#### Instructions to follow:
Without skipping or changing anything, print all the entries.

#### Given data:

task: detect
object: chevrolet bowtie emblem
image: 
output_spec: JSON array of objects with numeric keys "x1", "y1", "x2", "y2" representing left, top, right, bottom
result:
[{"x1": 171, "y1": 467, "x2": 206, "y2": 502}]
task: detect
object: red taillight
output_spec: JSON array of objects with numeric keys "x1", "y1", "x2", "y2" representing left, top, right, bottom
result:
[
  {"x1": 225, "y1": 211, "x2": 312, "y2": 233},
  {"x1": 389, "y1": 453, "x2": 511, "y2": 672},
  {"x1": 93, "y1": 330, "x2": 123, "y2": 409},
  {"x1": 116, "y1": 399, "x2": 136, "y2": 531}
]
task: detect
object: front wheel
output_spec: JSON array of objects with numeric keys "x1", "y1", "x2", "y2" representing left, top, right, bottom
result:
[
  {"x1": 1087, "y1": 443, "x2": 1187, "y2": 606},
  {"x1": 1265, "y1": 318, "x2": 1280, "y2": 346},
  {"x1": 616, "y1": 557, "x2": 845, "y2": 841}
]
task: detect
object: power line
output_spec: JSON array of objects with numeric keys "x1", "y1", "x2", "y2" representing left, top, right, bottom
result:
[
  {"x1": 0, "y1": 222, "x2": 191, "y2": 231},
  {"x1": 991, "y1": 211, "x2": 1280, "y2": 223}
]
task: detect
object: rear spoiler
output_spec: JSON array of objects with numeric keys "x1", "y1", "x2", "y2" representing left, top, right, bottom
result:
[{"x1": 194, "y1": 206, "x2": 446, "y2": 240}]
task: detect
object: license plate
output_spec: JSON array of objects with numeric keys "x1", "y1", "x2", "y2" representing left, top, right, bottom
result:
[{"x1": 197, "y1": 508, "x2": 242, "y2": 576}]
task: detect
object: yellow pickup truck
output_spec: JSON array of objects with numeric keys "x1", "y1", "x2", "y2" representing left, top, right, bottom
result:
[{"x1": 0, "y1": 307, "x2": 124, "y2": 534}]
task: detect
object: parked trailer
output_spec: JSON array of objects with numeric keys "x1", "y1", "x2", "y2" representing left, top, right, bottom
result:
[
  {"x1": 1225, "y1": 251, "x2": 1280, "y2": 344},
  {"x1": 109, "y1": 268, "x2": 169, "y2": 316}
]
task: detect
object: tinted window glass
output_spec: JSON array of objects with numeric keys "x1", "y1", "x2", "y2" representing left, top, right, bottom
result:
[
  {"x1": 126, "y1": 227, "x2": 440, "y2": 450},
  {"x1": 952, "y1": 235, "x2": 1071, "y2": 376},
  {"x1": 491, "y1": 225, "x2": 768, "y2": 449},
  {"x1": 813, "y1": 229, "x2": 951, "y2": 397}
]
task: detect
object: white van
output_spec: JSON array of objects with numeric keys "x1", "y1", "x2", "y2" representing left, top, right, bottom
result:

#### Output of the exercise:
task: detect
object: chevrolet bowtie emblem
image: 
output_spec: JSON array of objects with numeric keys "x1", "y1", "x2", "y2" representing left, top, right, bottom
result:
[{"x1": 171, "y1": 467, "x2": 206, "y2": 502}]
task: detect
object: red taillight
output_spec: JSON array of objects with numeric keys "x1", "y1", "x2", "y2" representing left, top, right, bottom
result:
[
  {"x1": 225, "y1": 211, "x2": 312, "y2": 233},
  {"x1": 389, "y1": 453, "x2": 511, "y2": 672},
  {"x1": 93, "y1": 330, "x2": 123, "y2": 409},
  {"x1": 116, "y1": 399, "x2": 136, "y2": 531}
]
task: detect
object: front wheel
output_spec: JSON array of objects with numeric keys "x1", "y1", "x2", "y2" representing left, top, right, bottom
result:
[
  {"x1": 1087, "y1": 443, "x2": 1187, "y2": 606},
  {"x1": 1265, "y1": 318, "x2": 1280, "y2": 346},
  {"x1": 616, "y1": 557, "x2": 845, "y2": 841}
]
task: detect
object: power line
output_spec: JSON array of objects with numeric keys "x1", "y1", "x2", "y2" representing left, top, right, bottom
result:
[
  {"x1": 0, "y1": 222, "x2": 191, "y2": 231},
  {"x1": 991, "y1": 211, "x2": 1280, "y2": 223}
]
task: detect
object: rear spoiler
output_spec: JSON array of objects with numeric keys "x1", "y1", "x2", "y2" representing left, top, right, bottom
result:
[{"x1": 194, "y1": 206, "x2": 446, "y2": 240}]
task: detect
object: license plate
output_spec: JSON array of objects with numeric keys "x1", "y1", "x2", "y2" representing left, top, right, bottom
result:
[{"x1": 197, "y1": 508, "x2": 242, "y2": 576}]
task: detect
object: yellow pickup truck
output_spec: JSON array of objects with numeric keys "x1", "y1", "x2", "y2" representing left, top, right, bottom
result:
[{"x1": 0, "y1": 307, "x2": 124, "y2": 534}]
task: detect
object: parked trailer
output_spec: JSON array of objects with numeric keys "x1", "y1", "x2", "y2" representing left, top, right, bottom
result:
[
  {"x1": 1225, "y1": 251, "x2": 1280, "y2": 344},
  {"x1": 109, "y1": 268, "x2": 169, "y2": 316}
]
task: detect
object: tinted window glass
output_spec: JSON array of objects with numeric keys "x1", "y1", "x2", "y2" representing left, top, right, bottom
result:
[
  {"x1": 126, "y1": 227, "x2": 440, "y2": 450},
  {"x1": 952, "y1": 235, "x2": 1071, "y2": 376},
  {"x1": 491, "y1": 225, "x2": 768, "y2": 449},
  {"x1": 813, "y1": 229, "x2": 951, "y2": 397}
]
task: detect
object: white van
output_spec: JSON array of objects with numeric keys "x1", "y1", "x2", "y2" representing left, top, right, bottom
result:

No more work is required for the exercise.